* **DOCUMENT EXCERPT**:
┄┄┄┄┄┄
Advocating soldiering even for the sex, Miss Schreiner says: " ... Undoubtedly, it has not been only the peasant-girl of France, who has carried latent and hid within her person the gifts that make the supreme general."

Here is fallacy again. Joan of Arc was, beyond all things, woman. Not the man in her, but the woman in her, and her Supra-conscious womanly attributes it was which (inspiring her by way of mystical voices and visions) impelled her so to transcend her woman-nature that without knowledge of arts military or of strategic science, as, too, without experience, she was able, by intuitive prescience, to lead her compatriots to victory. For the soldiers, perceiving the Light in her face, followed in awed confidence whithersoever she led.

In earlier days of civilisation, this intuitive and visionary faculty of woman was recognised and honoured.

II

In The Human Woman, Lady Grove presents a wholly contrary view to Miss Schreiner's.

With her, woman suffers less in being shut out from the labour-market than in having been driven from the home.

"The woman has been driven from her home into the labour-market. The fact of 82 per cent. of the women of this country working for their living is an ugly rebuff to the pretty platitudes about the home," she says.

" ... The stupendous mistake that has been made up to now is in supposing that it is men's judgment only that should decide questions, and hence the hopeless state of unravelled misery existing in the world, side by side with all the wealth and wonders of the age.
┄┄┄┄┄┄
[Data extracted from a collection]

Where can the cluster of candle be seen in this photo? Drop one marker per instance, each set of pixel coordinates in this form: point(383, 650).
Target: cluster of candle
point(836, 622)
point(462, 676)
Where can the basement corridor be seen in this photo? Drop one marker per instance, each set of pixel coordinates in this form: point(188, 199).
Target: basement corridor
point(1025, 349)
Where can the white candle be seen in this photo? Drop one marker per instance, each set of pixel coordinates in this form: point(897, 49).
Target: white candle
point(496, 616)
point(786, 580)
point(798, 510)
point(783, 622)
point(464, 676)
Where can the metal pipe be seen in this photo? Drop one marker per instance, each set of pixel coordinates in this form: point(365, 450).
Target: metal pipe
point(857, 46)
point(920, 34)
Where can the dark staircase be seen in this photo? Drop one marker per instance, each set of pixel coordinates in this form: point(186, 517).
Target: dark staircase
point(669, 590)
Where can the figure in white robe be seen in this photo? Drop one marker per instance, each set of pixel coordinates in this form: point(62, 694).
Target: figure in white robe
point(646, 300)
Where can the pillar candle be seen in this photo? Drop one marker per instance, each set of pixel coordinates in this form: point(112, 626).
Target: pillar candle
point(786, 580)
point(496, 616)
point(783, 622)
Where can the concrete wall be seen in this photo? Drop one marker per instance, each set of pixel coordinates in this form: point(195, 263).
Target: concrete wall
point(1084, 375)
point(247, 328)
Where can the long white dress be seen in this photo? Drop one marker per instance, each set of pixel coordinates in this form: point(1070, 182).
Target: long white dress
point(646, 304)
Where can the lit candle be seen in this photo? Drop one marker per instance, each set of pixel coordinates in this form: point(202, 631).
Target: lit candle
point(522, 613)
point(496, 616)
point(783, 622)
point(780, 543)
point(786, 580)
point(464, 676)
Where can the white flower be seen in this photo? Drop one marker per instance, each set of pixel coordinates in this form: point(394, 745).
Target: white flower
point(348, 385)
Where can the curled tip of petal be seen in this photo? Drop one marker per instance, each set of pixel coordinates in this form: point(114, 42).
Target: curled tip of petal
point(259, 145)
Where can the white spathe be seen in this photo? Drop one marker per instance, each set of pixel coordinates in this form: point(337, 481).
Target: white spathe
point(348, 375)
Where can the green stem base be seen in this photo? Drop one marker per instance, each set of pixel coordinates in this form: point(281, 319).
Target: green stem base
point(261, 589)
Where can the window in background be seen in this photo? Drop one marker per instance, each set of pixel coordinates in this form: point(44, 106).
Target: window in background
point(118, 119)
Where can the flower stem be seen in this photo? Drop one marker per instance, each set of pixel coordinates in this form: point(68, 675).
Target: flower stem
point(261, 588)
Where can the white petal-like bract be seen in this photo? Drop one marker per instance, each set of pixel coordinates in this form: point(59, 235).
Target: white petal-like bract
┄┄┄┄┄┄
* **THE TASK**:
Answer these questions from the excerpt on women's roles above:
(a) What is the title of Lady Grove's book?
(b) According to the quotation, what percentage of the women of this country work for their living?
(c) What did the soldiers perceive in Joan of Arc's face?

* **WRITTEN ANSWER**:
(a) The Human Woman
(b) 82 per cent
(c) The Light